WHAT THE EXERCISE ASKS: Enumerate every line of the listing below that contains the string "stem".

DATA TO PROCESS:
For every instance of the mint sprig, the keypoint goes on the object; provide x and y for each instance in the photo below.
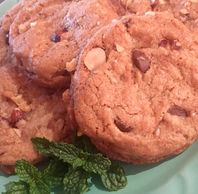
(71, 167)
(33, 177)
(76, 181)
(114, 179)
(72, 155)
(19, 187)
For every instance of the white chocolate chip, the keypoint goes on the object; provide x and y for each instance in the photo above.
(95, 58)
(71, 66)
(150, 13)
(21, 103)
(119, 48)
(22, 28)
(79, 134)
(184, 12)
(194, 1)
(157, 132)
(18, 132)
(32, 24)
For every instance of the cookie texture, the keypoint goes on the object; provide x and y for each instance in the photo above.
(27, 111)
(184, 10)
(47, 35)
(5, 23)
(136, 87)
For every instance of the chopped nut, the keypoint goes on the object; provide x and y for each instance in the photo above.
(55, 37)
(178, 111)
(141, 61)
(71, 66)
(119, 48)
(32, 24)
(18, 132)
(95, 58)
(16, 116)
(22, 28)
(184, 12)
(21, 103)
(122, 126)
(157, 132)
(150, 13)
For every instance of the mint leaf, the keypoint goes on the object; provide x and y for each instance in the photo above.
(17, 188)
(54, 173)
(74, 156)
(85, 144)
(76, 181)
(33, 177)
(114, 179)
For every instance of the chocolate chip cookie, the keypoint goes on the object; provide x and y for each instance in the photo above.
(184, 10)
(47, 35)
(27, 111)
(136, 88)
(5, 23)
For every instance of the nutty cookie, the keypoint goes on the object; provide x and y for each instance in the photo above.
(136, 87)
(5, 23)
(184, 10)
(137, 6)
(27, 111)
(47, 35)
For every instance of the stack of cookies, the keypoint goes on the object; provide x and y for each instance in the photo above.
(123, 72)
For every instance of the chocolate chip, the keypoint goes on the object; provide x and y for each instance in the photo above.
(55, 37)
(121, 126)
(172, 43)
(178, 111)
(141, 61)
(7, 38)
(16, 116)
(65, 29)
(154, 3)
(164, 43)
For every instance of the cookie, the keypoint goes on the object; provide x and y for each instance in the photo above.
(27, 111)
(138, 7)
(136, 87)
(5, 23)
(184, 10)
(47, 36)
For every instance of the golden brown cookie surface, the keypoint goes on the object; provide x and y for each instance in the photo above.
(135, 89)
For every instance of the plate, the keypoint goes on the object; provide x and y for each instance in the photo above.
(178, 175)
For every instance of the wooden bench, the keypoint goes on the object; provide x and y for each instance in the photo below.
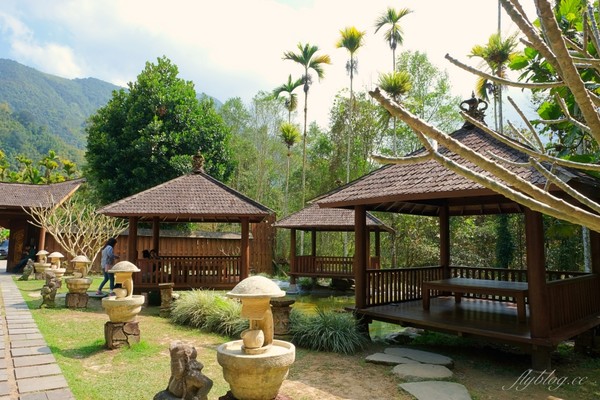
(460, 286)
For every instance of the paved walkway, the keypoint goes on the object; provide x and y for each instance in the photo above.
(28, 370)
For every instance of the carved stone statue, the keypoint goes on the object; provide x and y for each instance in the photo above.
(187, 381)
(49, 293)
(27, 270)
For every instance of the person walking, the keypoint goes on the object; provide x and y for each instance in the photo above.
(108, 260)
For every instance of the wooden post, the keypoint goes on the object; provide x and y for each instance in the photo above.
(539, 319)
(245, 249)
(156, 235)
(132, 240)
(595, 247)
(293, 256)
(42, 239)
(445, 240)
(360, 255)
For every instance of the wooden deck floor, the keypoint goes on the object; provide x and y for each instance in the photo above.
(472, 317)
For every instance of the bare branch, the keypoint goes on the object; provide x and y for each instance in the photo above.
(494, 78)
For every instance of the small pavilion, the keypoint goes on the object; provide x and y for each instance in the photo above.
(559, 305)
(315, 219)
(18, 198)
(194, 197)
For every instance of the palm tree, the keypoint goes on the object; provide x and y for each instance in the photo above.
(351, 40)
(290, 135)
(496, 54)
(395, 84)
(308, 58)
(291, 102)
(393, 35)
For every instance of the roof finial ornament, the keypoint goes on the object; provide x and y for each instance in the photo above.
(474, 107)
(198, 162)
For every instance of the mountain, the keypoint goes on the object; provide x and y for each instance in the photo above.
(39, 111)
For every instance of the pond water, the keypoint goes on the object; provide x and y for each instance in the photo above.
(309, 303)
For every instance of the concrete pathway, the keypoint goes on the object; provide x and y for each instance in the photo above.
(28, 370)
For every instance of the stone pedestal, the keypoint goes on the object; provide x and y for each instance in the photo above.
(76, 300)
(281, 316)
(166, 296)
(119, 334)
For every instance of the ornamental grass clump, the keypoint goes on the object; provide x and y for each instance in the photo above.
(210, 312)
(326, 331)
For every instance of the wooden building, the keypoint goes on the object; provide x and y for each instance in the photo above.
(559, 306)
(195, 197)
(15, 200)
(315, 219)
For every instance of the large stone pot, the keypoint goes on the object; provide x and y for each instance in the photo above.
(257, 376)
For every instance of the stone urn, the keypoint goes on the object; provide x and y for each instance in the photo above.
(41, 264)
(126, 306)
(256, 366)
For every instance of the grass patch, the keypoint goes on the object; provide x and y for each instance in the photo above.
(326, 331)
(209, 311)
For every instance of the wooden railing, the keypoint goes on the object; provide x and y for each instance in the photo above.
(326, 266)
(573, 299)
(385, 286)
(404, 284)
(188, 272)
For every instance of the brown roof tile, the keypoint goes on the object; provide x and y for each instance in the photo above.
(193, 197)
(327, 219)
(416, 187)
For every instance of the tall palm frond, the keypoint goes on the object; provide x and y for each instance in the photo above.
(394, 34)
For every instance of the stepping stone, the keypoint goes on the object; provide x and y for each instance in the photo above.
(389, 359)
(419, 372)
(424, 357)
(436, 390)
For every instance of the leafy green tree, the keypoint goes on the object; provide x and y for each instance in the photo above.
(291, 102)
(148, 135)
(307, 57)
(393, 35)
(496, 54)
(351, 39)
(395, 84)
(290, 135)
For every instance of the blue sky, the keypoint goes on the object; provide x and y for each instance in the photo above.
(234, 48)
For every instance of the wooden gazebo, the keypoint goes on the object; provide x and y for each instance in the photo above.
(559, 305)
(16, 199)
(195, 197)
(315, 219)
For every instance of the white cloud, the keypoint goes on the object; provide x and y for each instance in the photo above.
(235, 47)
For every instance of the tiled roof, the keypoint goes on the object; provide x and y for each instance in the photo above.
(418, 188)
(327, 219)
(17, 195)
(195, 197)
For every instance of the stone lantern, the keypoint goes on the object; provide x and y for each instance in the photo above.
(256, 366)
(78, 284)
(41, 264)
(122, 309)
(55, 267)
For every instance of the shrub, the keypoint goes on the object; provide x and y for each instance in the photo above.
(210, 312)
(326, 331)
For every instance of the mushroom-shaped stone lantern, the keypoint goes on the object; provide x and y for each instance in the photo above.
(256, 366)
(78, 284)
(122, 329)
(125, 305)
(41, 264)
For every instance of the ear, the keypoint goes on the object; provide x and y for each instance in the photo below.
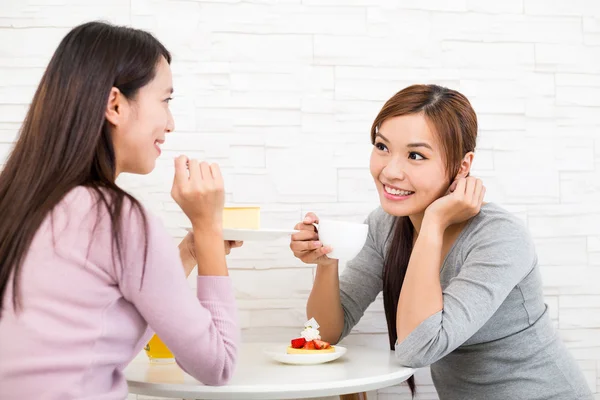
(465, 165)
(115, 107)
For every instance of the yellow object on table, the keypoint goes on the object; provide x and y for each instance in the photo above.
(157, 351)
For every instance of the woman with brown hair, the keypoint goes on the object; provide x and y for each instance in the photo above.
(461, 285)
(86, 273)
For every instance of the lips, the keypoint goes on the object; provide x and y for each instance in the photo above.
(394, 191)
(157, 144)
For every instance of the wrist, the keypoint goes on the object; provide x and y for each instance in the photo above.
(328, 263)
(207, 229)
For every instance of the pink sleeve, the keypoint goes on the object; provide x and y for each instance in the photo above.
(202, 332)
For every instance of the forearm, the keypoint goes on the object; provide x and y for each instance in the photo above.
(208, 244)
(421, 294)
(324, 302)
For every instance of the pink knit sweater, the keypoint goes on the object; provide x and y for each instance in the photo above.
(85, 317)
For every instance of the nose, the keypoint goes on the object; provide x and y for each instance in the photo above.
(394, 170)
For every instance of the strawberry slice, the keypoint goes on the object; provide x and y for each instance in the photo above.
(309, 345)
(298, 343)
(321, 344)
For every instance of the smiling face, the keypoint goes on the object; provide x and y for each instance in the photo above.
(140, 124)
(408, 165)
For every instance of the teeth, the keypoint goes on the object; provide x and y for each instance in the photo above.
(397, 192)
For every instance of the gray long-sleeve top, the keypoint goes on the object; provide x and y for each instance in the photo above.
(494, 338)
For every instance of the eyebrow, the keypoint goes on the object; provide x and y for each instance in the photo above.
(410, 145)
(378, 134)
(419, 145)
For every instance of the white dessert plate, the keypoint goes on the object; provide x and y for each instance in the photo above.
(278, 353)
(255, 235)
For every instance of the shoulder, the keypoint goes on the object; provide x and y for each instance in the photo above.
(499, 233)
(93, 203)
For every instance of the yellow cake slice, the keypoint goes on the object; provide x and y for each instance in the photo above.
(291, 350)
(241, 218)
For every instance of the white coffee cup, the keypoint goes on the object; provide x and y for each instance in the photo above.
(345, 238)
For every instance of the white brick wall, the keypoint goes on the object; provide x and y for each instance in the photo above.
(267, 87)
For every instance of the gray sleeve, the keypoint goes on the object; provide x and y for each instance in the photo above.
(362, 279)
(499, 254)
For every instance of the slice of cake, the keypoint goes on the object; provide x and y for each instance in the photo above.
(241, 218)
(310, 341)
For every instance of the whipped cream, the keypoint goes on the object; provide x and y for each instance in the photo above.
(311, 330)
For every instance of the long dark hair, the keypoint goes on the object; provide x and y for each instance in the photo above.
(65, 140)
(455, 124)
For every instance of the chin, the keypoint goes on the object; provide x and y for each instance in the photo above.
(399, 209)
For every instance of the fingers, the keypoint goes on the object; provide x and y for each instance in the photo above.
(311, 257)
(216, 175)
(461, 185)
(181, 174)
(302, 246)
(234, 244)
(311, 218)
(205, 171)
(195, 173)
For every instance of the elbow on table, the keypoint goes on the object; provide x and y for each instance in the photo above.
(218, 372)
(413, 360)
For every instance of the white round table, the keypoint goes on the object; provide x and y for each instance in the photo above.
(257, 376)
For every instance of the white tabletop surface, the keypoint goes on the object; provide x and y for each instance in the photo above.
(257, 376)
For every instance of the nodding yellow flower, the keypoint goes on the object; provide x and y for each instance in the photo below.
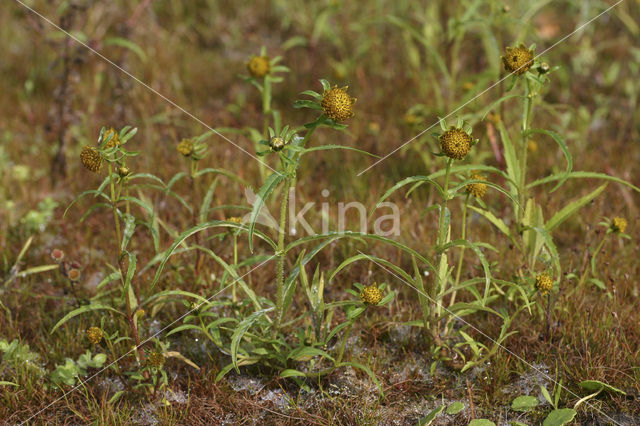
(155, 359)
(455, 143)
(276, 143)
(477, 189)
(544, 283)
(185, 147)
(370, 295)
(95, 335)
(517, 60)
(91, 159)
(259, 66)
(619, 224)
(337, 104)
(112, 136)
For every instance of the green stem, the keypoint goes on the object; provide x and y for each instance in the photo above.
(585, 273)
(280, 254)
(114, 207)
(463, 235)
(526, 119)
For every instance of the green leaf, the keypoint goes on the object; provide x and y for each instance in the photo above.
(270, 184)
(497, 222)
(481, 422)
(289, 372)
(82, 310)
(305, 353)
(129, 227)
(559, 417)
(583, 175)
(524, 403)
(455, 408)
(571, 208)
(429, 418)
(240, 330)
(330, 147)
(563, 146)
(596, 385)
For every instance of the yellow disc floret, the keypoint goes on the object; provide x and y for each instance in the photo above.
(455, 143)
(155, 359)
(259, 66)
(91, 159)
(477, 189)
(111, 137)
(544, 283)
(371, 295)
(337, 104)
(619, 224)
(95, 334)
(517, 60)
(185, 147)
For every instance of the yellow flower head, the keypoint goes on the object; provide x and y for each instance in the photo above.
(517, 60)
(370, 295)
(95, 334)
(455, 143)
(619, 224)
(111, 136)
(337, 104)
(155, 359)
(544, 283)
(185, 147)
(478, 190)
(91, 159)
(259, 66)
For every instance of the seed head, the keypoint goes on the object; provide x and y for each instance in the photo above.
(95, 334)
(337, 104)
(74, 274)
(619, 224)
(544, 283)
(517, 60)
(155, 359)
(185, 147)
(370, 295)
(276, 143)
(455, 143)
(477, 189)
(259, 66)
(57, 255)
(91, 159)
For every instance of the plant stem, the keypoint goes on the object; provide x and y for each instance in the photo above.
(114, 207)
(193, 170)
(281, 256)
(526, 119)
(463, 235)
(583, 277)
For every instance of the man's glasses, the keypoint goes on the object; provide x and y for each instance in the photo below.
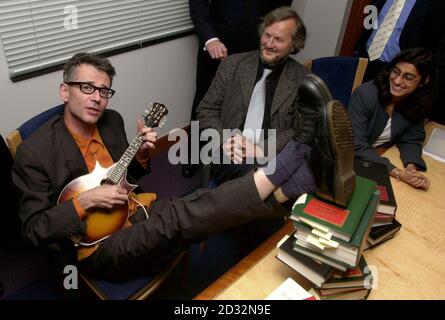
(408, 78)
(88, 88)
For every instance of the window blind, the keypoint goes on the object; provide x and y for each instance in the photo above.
(39, 34)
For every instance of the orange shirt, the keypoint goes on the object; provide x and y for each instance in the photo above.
(92, 149)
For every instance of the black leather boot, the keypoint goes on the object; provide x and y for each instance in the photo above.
(332, 158)
(312, 95)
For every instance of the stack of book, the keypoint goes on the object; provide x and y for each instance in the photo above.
(354, 284)
(385, 224)
(329, 240)
(333, 235)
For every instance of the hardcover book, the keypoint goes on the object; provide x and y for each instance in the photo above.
(377, 172)
(379, 233)
(312, 270)
(348, 253)
(342, 222)
(358, 277)
(290, 290)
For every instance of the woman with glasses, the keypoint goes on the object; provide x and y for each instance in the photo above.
(391, 110)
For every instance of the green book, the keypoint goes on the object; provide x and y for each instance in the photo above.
(350, 252)
(342, 222)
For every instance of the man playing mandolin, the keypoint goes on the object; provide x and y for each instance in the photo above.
(88, 138)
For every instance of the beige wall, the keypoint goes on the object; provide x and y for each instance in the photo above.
(164, 73)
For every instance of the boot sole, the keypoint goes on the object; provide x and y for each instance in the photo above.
(342, 146)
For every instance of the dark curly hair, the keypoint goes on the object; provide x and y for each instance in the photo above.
(418, 103)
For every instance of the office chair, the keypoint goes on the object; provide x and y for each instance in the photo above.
(24, 131)
(137, 288)
(341, 74)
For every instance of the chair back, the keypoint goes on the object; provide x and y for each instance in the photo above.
(341, 74)
(26, 129)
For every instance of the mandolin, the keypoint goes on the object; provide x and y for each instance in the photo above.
(101, 223)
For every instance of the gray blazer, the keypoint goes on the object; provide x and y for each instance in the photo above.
(369, 119)
(45, 163)
(226, 103)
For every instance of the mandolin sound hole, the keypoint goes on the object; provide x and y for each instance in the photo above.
(107, 181)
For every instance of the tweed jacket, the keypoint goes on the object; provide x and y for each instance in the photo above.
(226, 103)
(369, 119)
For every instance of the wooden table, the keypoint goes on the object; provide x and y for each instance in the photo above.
(409, 266)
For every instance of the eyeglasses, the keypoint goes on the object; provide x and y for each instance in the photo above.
(88, 88)
(408, 78)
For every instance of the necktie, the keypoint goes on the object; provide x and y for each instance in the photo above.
(385, 30)
(255, 113)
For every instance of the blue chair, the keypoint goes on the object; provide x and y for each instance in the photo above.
(137, 288)
(24, 131)
(341, 74)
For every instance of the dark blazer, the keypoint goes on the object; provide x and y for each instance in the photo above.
(423, 28)
(369, 119)
(234, 22)
(226, 103)
(45, 163)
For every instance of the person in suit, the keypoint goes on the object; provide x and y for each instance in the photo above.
(67, 146)
(420, 25)
(226, 103)
(438, 111)
(223, 27)
(391, 110)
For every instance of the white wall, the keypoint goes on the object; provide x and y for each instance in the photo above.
(325, 21)
(162, 73)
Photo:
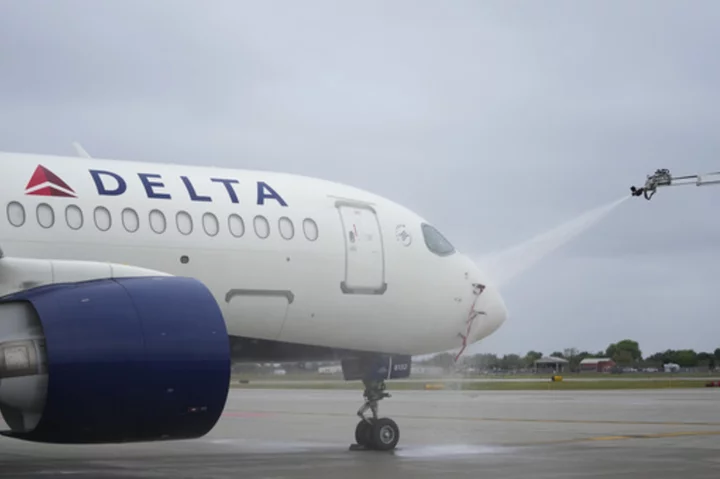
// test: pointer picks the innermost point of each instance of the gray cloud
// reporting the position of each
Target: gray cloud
(495, 120)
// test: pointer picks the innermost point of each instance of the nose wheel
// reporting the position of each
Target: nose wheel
(375, 433)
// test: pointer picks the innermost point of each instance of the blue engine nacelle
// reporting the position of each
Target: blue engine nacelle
(130, 359)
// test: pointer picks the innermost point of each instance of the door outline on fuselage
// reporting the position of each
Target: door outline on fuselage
(380, 289)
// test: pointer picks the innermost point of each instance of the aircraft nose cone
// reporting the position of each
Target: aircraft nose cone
(492, 313)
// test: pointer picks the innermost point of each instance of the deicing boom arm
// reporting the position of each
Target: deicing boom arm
(662, 177)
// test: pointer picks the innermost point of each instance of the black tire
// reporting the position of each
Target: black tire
(363, 433)
(385, 434)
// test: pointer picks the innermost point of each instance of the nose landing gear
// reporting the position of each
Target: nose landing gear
(375, 433)
(380, 434)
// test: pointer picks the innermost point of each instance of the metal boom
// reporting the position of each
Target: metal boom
(662, 177)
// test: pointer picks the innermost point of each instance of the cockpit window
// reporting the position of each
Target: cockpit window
(436, 242)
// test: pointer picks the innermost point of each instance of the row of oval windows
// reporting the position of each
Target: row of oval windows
(158, 222)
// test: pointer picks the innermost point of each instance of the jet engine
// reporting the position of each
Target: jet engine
(113, 360)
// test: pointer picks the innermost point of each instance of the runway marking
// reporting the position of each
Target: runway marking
(497, 419)
(246, 414)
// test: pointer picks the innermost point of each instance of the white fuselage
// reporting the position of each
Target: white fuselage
(288, 258)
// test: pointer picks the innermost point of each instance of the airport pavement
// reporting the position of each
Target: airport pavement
(306, 434)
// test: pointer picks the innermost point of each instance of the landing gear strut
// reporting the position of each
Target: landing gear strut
(380, 434)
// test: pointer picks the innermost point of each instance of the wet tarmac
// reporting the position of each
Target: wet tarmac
(448, 434)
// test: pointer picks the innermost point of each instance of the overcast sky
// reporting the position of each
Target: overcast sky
(495, 120)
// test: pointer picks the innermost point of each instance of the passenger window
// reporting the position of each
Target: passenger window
(436, 242)
(16, 214)
(45, 215)
(131, 220)
(210, 223)
(158, 223)
(262, 227)
(103, 221)
(183, 221)
(236, 225)
(74, 217)
(287, 230)
(310, 229)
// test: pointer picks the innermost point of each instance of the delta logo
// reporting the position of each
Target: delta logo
(46, 183)
(107, 183)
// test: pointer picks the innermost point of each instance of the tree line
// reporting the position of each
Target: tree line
(626, 353)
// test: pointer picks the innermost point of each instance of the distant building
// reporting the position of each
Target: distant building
(671, 367)
(334, 369)
(551, 364)
(598, 365)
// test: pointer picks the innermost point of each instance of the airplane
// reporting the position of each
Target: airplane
(127, 290)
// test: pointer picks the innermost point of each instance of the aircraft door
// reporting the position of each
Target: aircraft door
(364, 254)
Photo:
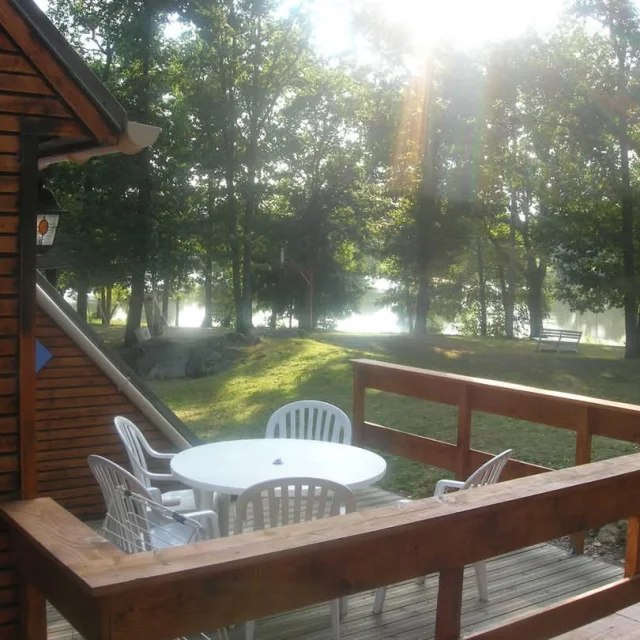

THE REPLY:
For every instance of the green stem, the keypoint goes on the object; provide x and y for each instance in the photo above.
For every instance of the plant stem, the keypoint goes on the object; provide x and y for each instance in the photo above.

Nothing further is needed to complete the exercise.